====== PAGE TEXT

IT’S tough for bosses to help.

Most employers won’t be able to help their staff with childcare benefits, Malaysian Employers Federation (MEF) executive director Datuk Shamsuddin Bardan says.

Very few employers can afford childcare subsidies as there are no incentive for them to do so, he says.

Under current tax laws, childcare allowance of up to RM250 per month is not taxable, but this only applies to employees. Companies don’t get such breaks, he says.

That’s why, he says, they are not keen on giving childcare subsidies. The Government, he says, should give tax incentives like double tax deductions to encourage companies to give childcare subsidies.

There are 5.18 million working women and about 500,000 babies born yearly. So, based on these numbers, he estimates that there are about three million children aged six and below in need of care.

Of the three million children, 14% are sent to childcare centres, 24% are cared for by maids and 27% are looked after by their grandparents, he says. (The MEF does not have details accounting to the remaining 35%.)

Private companies are reluctant to provide childcare centres at the workplace because of cumbersome bureaucratic procedures in getting approval from the relevant authorities.

The “building cost” tax incentive, he feels, is also not attractive for private companies as it is spread over a 10-year period. Assuming the cost of establishing a childcare centre is RM1mil, an employer can only claim a tax allowance of RM100,000 yearly over a decade, he explains.

“Only 24 private companies have childcare centres for their staff. It’s more common in government-linked companies,” he says.

Cheaper alternatives must be looked at, as high fees charged by registered childcare centres make it tough for working women to send their children there, he feels.

He suggests setting up community childcare centres in residential areas where such facilities can be shared by staff living in the vicinity.

“Community childcare shouldn’t be profit-orientated and the quality standards must be set by the Government.”

============
====== DATASET SECTION

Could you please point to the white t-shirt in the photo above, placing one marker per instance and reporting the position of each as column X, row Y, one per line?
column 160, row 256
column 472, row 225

============

TASK SET —
1/ In the article on employer childcare benefits, how many private companies have childcare centers for their staff?
2/ Repeat everything in the article on employer childcare benefits from "Under current tax" down to "give childcare subsidies.".
3/ Extend the article on employer childcare benefits by writing what comes next after its final sentence.

ANSWERS FOR THIS EXERCISE —
1/ Only 24 private companies have them.

2/
Under current tax laws, childcare allowance of up to RM250 per month is not taxable, but this only applies to employees. Companies don’t get such breaks, he says.

That’s why, he says, they are not keen on giving childcare subsidies. The Government, he says, should give tax incentives like double tax deductions to encourage companies to give childcare subsidies.

3/
Is your childcare centre legal?


To locate licensed childcare centres, report incidents/abuse, join local community-building events and source for early childhood care/ education information, go to asuhan.my. The newly launched central directory and resource platform set up by the Association of Registered Childcare Providers Malaysia and the National Child Development Research Centre is aimed at keeping kids safe.

Holistic solution soon


THE Government is coming up with holistic measures to make quality childcare affordable and accessible.

A multi-pronged solution is in the works, assures Women, Family and Community Development Ministry Deputy Minister Datin Paduka Chew Mei Fun.

Chew, who leads a task force on early childhood care and education, says there are various factors effecting the industry so there is no single silver bullet solution.

“We’re monitoring the industry from a macro and micro level to address all issues comprehensively,” she says.

She says the ministry is working closely with the Association of Registered Childcare Providers Malaysia to improve the service. The ministry has been gathering data in the last two years and is in the midst of compiling everything.

“We need to address this from several aspects, including amending existing regulations. For example, a new rule to allow the setting up of centres on the third to fifth floors will be implemented soon. Currently, childcare centres are only allowed on the first and second floors where rent is high, so the new rule will help lower cost for the operators,” she explains.

The ministry is also looking into online training for care providers so that they can undergo practical on-the-job training while studying. This, she says, will further reduce the operators’ costs.

The problem is that many caregivers treat this as temporary job while waiting to continue their studies or until something better comes along. So operators are reluctant to invest in their training. That’s why we must promote, upgrade and make child-caring a recognised profession, she says.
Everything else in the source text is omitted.